## [Try it]
Copy the entries below exactly; any picture among them should be left out.
[Information provided — start]
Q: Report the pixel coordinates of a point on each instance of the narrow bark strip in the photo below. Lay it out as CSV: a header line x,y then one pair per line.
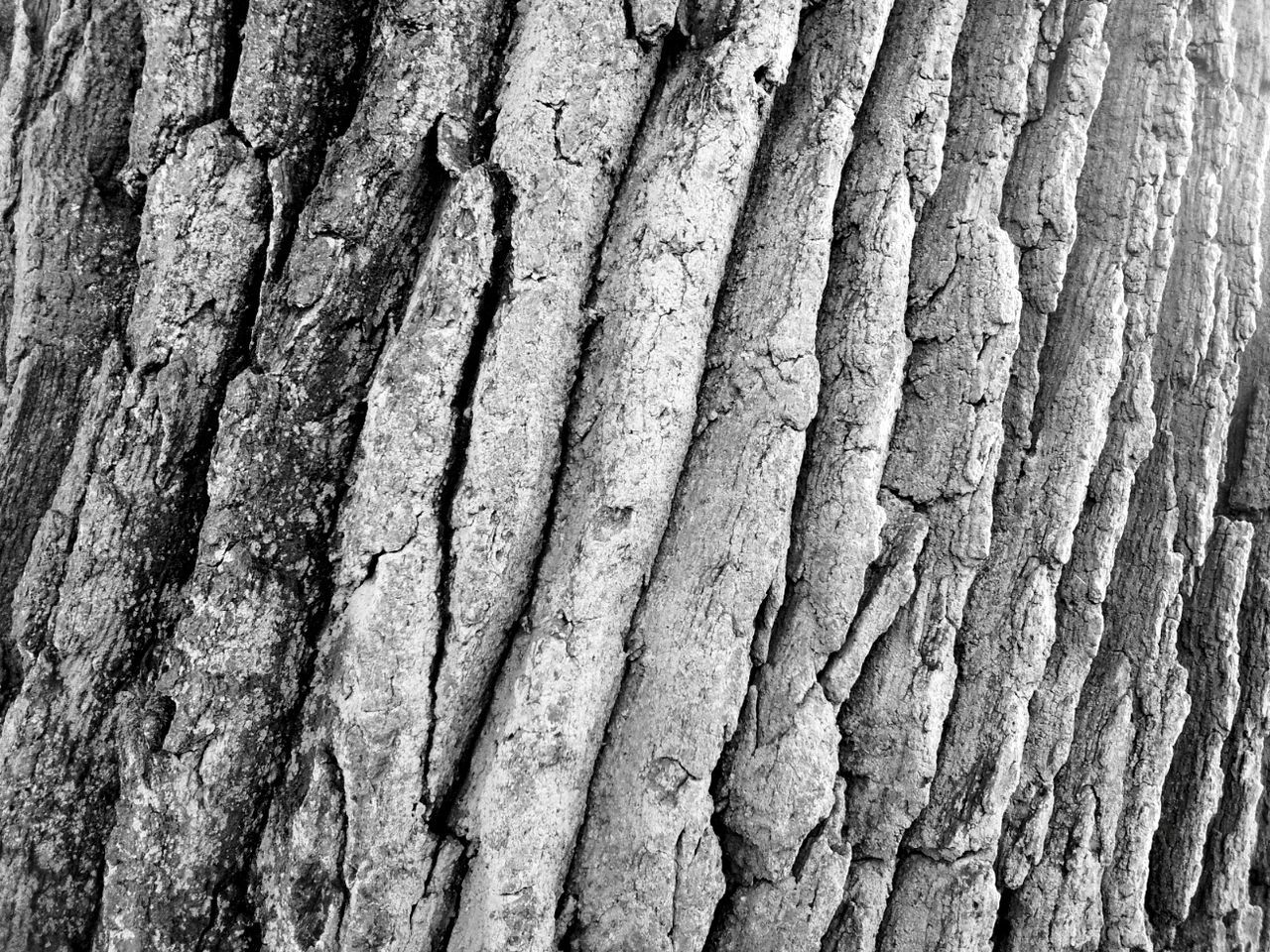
x,y
721,556
861,347
629,431
349,851
575,87
1202,417
1207,647
1137,146
132,530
[Information provided — finish]
## [Solution for this exercise]
Q: Report the pixel coordinates of a point on each instance of the narrow bark strip in the photo below. Lay it out as CSV: a header line x,y then one pair per line.
x,y
721,556
861,347
629,431
349,851
575,87
1202,417
1207,647
1137,146
132,530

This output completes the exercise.